> _Given request_:
Reproduce verbatim everything in the Comprehend sentiment notebook from "# Comprehend API" down to "client = boto3.client('comprehend')".

# Comprehend API  invoke  API Demo

## This notebook shows how to use Comprehend Sentiment API

In [None]:
! pip install boto3==1.7.62

Configure boto3 client for comprehend

In [None]:
import boto3
import pprint
client = boto3.client('comprehend')


#### Test the Comprehend  api which accepts a single doc

In [None]:
text="This is an amazing place"
language_code ='en' # Language code for English

In [None]:
response = client.detect_sentiment(Text=text, LanguageCode=language_code)
sentiment = response["Sentiment"]
confidence_score = response["SentimentScore"][sentiment.title()]

print( "The sentiment for \" {} \" is: {}, with score {}".format(text, sentiment, confidence_score))

#### Now let's  test the Comprehend batch api

In [None]:
list_of_doc =[
     "simplistic , silly and tedious" 
, "it's so laddish and juvenile , only teenage boys could possibly find it funny ."
, "exploitative and largely devoid of the depth or sophistication that would make watching such a graphic treatment of the crimes bearable ."

> _Stored records_:

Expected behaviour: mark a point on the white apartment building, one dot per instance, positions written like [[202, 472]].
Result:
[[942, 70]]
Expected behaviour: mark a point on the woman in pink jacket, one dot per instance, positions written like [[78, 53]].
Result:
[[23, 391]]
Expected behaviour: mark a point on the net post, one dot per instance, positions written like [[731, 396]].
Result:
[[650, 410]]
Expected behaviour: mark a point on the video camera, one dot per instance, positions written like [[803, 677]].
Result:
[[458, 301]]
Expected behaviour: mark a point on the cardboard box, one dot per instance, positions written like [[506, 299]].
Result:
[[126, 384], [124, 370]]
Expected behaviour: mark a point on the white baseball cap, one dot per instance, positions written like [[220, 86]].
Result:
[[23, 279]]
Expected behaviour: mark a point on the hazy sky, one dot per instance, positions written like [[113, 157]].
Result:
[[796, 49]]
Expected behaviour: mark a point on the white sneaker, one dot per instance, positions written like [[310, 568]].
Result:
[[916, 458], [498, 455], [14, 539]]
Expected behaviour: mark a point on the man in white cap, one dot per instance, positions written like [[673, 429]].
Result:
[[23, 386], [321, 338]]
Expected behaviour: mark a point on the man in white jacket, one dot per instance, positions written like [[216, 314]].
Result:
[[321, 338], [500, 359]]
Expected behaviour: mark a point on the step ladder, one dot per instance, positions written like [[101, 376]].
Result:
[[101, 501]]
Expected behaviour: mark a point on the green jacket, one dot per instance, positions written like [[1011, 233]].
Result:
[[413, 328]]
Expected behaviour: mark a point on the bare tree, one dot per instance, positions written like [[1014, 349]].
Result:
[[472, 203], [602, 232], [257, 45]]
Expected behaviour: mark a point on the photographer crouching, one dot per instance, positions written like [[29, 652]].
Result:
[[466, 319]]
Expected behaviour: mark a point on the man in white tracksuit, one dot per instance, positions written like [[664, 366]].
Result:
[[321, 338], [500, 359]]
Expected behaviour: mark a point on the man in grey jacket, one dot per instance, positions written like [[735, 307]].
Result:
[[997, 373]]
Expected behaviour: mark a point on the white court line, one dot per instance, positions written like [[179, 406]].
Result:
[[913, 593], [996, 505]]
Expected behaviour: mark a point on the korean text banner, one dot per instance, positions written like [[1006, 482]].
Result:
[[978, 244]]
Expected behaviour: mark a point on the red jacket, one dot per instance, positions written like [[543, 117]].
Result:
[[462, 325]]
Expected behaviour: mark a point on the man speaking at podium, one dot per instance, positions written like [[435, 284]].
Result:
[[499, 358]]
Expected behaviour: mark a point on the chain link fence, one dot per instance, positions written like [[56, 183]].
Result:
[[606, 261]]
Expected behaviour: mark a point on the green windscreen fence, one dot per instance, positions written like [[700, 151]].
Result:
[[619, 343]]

> _Exercise result_:
# Comprehend API  invoke  API Demo

## This notebook shows how to use Comprehend Sentiment API

In [None]:
! pip install boto3==1.7.62

Configure boto3 client for comprehend

In [None]:
import boto3
import pprint
client = boto3.client('comprehend')